%%

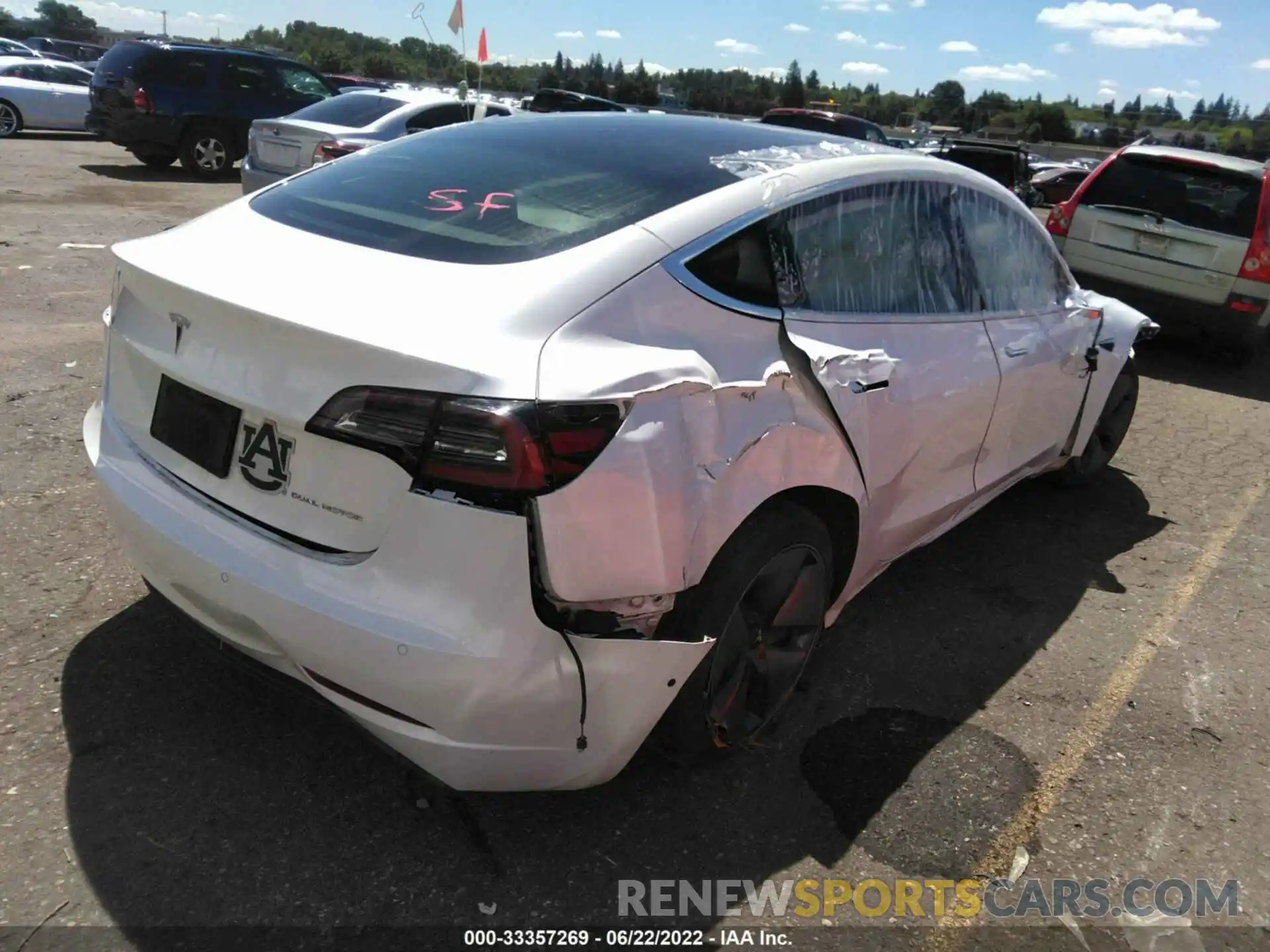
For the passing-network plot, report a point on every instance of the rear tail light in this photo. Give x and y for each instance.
(1256, 262)
(488, 451)
(1060, 221)
(333, 149)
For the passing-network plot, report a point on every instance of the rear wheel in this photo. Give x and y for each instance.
(206, 151)
(11, 120)
(762, 601)
(1109, 432)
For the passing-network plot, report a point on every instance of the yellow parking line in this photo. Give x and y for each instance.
(1058, 774)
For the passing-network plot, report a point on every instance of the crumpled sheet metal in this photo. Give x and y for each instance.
(1122, 324)
(713, 433)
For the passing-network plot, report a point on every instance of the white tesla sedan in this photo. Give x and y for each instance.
(523, 438)
(41, 95)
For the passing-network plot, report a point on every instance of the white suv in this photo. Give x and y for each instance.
(1179, 234)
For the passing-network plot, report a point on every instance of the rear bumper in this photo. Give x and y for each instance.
(254, 178)
(134, 131)
(431, 644)
(1222, 321)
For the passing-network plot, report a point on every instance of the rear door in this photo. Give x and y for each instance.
(1038, 333)
(878, 302)
(1173, 225)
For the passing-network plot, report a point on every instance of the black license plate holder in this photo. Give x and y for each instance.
(200, 427)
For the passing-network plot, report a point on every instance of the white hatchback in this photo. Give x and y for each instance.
(520, 438)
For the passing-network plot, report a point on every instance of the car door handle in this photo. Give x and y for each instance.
(859, 386)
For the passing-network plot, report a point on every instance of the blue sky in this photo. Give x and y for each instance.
(1090, 48)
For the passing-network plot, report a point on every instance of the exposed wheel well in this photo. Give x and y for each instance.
(841, 517)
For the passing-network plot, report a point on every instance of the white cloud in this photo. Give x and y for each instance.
(114, 16)
(1094, 15)
(865, 69)
(1142, 37)
(1164, 92)
(1010, 73)
(857, 7)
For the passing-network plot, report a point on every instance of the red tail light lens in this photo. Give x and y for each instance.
(488, 451)
(1256, 262)
(1060, 220)
(333, 149)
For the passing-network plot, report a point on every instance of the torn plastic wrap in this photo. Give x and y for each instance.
(719, 424)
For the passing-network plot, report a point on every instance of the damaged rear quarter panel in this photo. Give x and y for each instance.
(719, 424)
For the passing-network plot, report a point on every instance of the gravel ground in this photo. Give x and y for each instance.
(1078, 673)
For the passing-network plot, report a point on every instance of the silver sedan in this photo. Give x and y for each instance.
(37, 95)
(347, 124)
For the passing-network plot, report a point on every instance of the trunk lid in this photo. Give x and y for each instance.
(1175, 223)
(287, 145)
(228, 306)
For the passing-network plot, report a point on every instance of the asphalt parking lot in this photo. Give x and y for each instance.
(1078, 673)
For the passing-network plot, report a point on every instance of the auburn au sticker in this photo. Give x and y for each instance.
(266, 456)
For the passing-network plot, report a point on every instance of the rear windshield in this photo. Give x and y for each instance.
(1197, 196)
(355, 111)
(498, 192)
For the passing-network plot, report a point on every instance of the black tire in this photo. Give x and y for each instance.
(736, 692)
(11, 120)
(1109, 432)
(158, 160)
(207, 151)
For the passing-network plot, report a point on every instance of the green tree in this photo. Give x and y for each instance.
(794, 93)
(947, 103)
(64, 20)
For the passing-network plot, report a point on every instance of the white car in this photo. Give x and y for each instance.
(1181, 234)
(41, 95)
(519, 438)
(347, 124)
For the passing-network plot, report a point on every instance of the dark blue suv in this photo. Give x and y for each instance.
(165, 102)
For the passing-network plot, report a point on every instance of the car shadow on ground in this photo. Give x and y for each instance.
(1191, 362)
(144, 173)
(198, 795)
(56, 136)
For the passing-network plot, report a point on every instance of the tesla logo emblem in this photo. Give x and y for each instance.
(181, 324)
(266, 457)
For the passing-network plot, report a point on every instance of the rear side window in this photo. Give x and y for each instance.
(1195, 196)
(1016, 266)
(245, 77)
(879, 249)
(353, 111)
(741, 267)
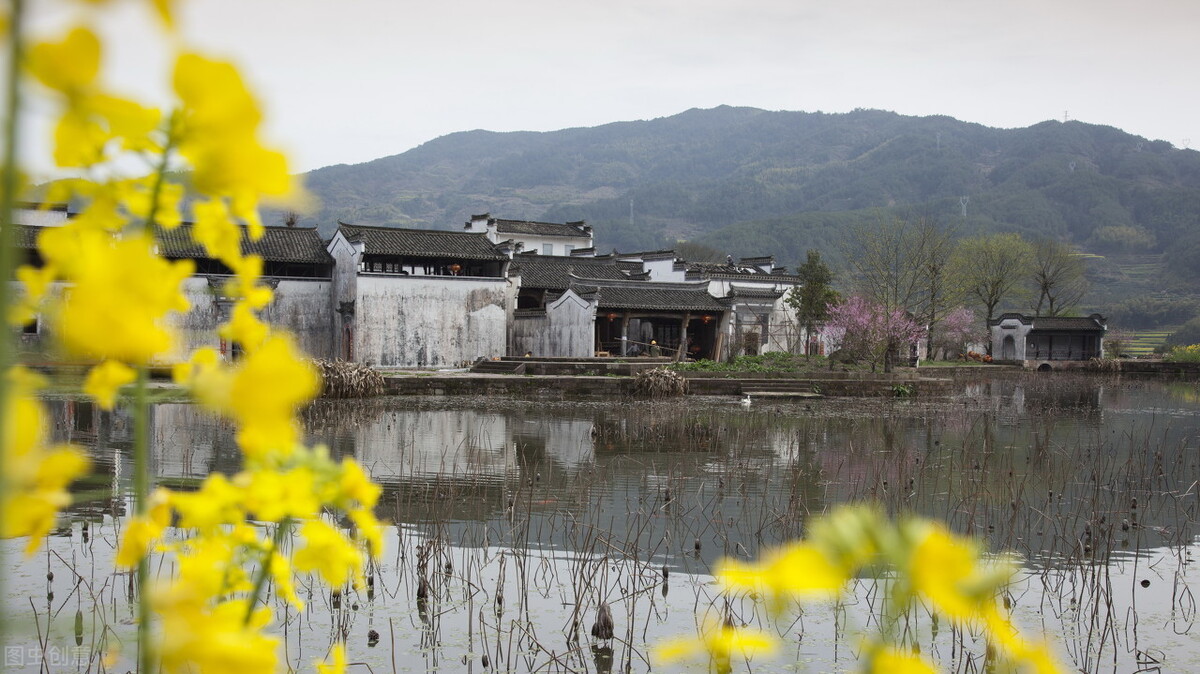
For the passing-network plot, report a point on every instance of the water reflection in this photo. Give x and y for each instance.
(549, 509)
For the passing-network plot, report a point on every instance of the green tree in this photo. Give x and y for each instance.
(990, 268)
(811, 300)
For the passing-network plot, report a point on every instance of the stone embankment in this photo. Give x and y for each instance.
(613, 378)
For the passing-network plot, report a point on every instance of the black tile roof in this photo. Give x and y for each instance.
(657, 296)
(745, 292)
(25, 236)
(733, 271)
(423, 242)
(1055, 323)
(576, 230)
(1060, 323)
(277, 245)
(555, 272)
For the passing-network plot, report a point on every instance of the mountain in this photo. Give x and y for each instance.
(753, 181)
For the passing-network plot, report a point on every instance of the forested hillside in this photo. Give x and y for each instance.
(750, 181)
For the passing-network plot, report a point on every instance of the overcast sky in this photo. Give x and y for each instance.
(351, 80)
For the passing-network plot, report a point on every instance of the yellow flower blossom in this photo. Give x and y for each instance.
(329, 553)
(138, 199)
(262, 392)
(35, 476)
(211, 564)
(70, 66)
(141, 531)
(949, 572)
(119, 284)
(201, 638)
(216, 503)
(799, 569)
(221, 120)
(106, 379)
(273, 495)
(891, 661)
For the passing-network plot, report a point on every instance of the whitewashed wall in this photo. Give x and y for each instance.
(429, 322)
(301, 306)
(567, 329)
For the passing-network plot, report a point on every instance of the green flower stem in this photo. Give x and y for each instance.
(141, 498)
(7, 205)
(264, 571)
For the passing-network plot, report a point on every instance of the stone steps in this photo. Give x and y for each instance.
(498, 367)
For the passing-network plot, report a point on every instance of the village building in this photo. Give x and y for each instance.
(529, 236)
(295, 266)
(1037, 341)
(297, 269)
(419, 298)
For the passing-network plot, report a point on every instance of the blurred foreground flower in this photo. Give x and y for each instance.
(923, 564)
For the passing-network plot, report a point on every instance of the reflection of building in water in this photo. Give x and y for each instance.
(186, 441)
(463, 444)
(567, 441)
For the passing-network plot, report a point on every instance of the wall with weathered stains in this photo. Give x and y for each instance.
(301, 306)
(565, 329)
(429, 322)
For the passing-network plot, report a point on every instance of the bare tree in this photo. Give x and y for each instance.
(989, 268)
(1056, 277)
(811, 299)
(903, 265)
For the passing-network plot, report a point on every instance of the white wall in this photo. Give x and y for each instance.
(301, 306)
(567, 329)
(429, 322)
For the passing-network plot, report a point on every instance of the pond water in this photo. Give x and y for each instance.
(525, 515)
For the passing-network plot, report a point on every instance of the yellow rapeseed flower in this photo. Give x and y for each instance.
(36, 476)
(891, 661)
(106, 379)
(219, 137)
(718, 642)
(951, 573)
(799, 569)
(329, 553)
(70, 66)
(201, 638)
(119, 284)
(273, 495)
(142, 531)
(216, 503)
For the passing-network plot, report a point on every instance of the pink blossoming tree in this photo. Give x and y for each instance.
(868, 331)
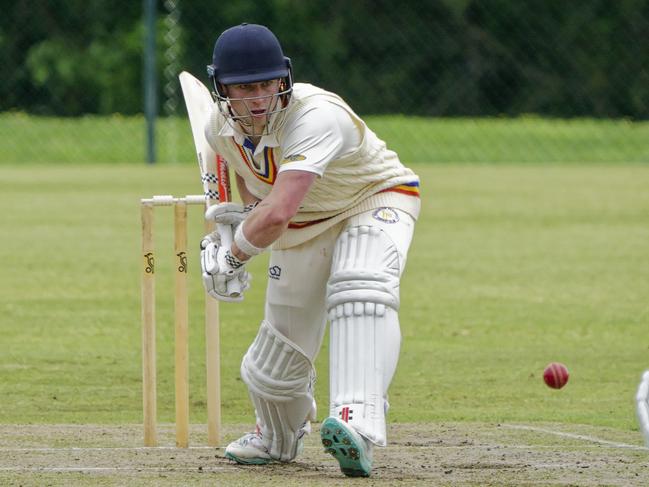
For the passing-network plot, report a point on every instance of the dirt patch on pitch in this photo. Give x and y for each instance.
(429, 454)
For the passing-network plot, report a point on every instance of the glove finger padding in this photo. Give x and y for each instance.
(214, 237)
(220, 269)
(216, 286)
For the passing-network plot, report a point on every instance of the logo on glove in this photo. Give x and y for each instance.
(275, 272)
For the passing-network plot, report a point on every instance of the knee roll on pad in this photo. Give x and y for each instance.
(362, 302)
(280, 381)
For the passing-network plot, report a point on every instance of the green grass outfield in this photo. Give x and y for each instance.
(528, 139)
(511, 267)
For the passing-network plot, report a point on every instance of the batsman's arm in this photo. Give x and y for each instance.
(246, 196)
(271, 217)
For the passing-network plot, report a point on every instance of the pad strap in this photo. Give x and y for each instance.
(280, 380)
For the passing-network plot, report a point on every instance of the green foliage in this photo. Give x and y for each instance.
(118, 139)
(511, 267)
(432, 58)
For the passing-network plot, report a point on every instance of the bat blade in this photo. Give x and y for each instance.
(213, 168)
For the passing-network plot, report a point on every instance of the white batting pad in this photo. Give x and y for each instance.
(363, 300)
(280, 381)
(642, 401)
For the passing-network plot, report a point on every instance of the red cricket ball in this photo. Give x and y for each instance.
(556, 375)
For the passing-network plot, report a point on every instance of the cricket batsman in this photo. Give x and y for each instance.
(337, 210)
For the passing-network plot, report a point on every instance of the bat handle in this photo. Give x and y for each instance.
(225, 231)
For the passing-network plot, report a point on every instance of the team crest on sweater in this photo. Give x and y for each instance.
(386, 215)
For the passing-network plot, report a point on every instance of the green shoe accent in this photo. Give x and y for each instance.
(346, 446)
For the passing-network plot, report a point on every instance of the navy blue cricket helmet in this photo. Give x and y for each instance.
(248, 53)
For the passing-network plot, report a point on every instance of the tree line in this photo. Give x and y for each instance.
(427, 57)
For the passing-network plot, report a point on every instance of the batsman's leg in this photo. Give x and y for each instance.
(363, 304)
(278, 366)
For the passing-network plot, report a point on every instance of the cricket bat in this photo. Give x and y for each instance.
(214, 169)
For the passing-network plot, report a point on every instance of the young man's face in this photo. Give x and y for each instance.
(253, 102)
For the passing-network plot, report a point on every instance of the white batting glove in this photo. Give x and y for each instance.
(221, 269)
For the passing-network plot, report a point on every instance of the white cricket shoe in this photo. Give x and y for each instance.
(353, 452)
(248, 450)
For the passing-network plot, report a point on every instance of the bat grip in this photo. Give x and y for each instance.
(225, 231)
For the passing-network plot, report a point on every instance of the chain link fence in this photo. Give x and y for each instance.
(439, 80)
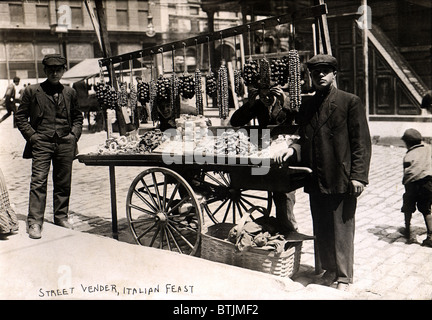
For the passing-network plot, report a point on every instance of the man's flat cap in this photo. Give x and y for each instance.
(54, 60)
(321, 60)
(412, 135)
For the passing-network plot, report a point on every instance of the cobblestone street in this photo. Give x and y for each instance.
(386, 266)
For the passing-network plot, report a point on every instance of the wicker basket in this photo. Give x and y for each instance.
(215, 248)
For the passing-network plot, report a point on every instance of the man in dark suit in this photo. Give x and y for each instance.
(335, 143)
(50, 121)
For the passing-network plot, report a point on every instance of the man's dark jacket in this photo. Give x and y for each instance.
(335, 141)
(31, 111)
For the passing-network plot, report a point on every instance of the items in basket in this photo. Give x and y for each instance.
(282, 142)
(234, 143)
(133, 144)
(191, 128)
(261, 233)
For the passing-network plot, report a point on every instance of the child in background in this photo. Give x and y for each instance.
(417, 179)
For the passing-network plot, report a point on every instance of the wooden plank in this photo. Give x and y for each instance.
(218, 35)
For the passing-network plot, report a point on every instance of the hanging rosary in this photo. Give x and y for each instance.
(211, 83)
(198, 85)
(294, 82)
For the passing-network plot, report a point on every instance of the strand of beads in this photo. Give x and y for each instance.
(174, 101)
(198, 92)
(294, 83)
(143, 89)
(265, 73)
(238, 83)
(133, 99)
(153, 96)
(250, 72)
(187, 86)
(112, 99)
(163, 88)
(279, 71)
(211, 84)
(122, 95)
(222, 92)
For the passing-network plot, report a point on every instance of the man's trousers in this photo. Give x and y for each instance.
(61, 152)
(334, 226)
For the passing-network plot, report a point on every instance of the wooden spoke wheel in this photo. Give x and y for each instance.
(163, 212)
(223, 203)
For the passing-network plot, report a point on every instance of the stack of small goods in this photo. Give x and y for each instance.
(133, 144)
(282, 142)
(229, 143)
(191, 128)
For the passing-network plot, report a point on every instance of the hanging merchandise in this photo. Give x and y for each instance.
(251, 72)
(211, 86)
(294, 83)
(265, 71)
(133, 95)
(250, 69)
(153, 93)
(186, 81)
(238, 83)
(223, 92)
(163, 84)
(143, 91)
(187, 86)
(279, 71)
(198, 87)
(174, 87)
(143, 88)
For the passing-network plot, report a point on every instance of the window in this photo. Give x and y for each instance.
(121, 12)
(42, 15)
(77, 13)
(194, 11)
(16, 13)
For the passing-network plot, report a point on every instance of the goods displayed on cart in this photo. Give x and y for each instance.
(193, 135)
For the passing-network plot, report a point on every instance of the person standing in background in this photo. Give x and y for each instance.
(10, 99)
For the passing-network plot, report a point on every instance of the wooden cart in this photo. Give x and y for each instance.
(169, 205)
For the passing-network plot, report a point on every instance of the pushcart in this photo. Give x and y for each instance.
(169, 205)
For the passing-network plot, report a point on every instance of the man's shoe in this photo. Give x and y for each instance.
(63, 223)
(427, 243)
(327, 278)
(34, 231)
(342, 286)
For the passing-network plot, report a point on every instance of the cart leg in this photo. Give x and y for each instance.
(318, 268)
(113, 202)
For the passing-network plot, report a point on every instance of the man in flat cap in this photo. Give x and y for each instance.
(10, 99)
(50, 121)
(335, 143)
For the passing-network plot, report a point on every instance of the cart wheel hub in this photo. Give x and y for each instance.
(161, 217)
(234, 193)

%%

DIRECTIONS
Render the lines as a Markdown table with the columns Row and Line, one numbered row per line and blank lines left out, beginning at the line that has "the cart leg" and stopping after the last line.

EXERCISE RESULT
| Row | Line |
|---|---|
| 1 | For the passing-network plot, report a point on every instance of the cart leg in this photo. Give x and y for each instance. |
| 2 | (318, 268) |
| 3 | (113, 202) |
| 4 | For the passing-network plot, report a point on every instance of the man in flat cap in this photo. Give x and y for each instance. |
| 5 | (10, 99) |
| 6 | (50, 121) |
| 7 | (335, 143) |
| 8 | For the passing-network plot, report a point on every instance of the cart wheel hub in this photo. Give x and y for each instance. |
| 9 | (161, 217) |
| 10 | (234, 193) |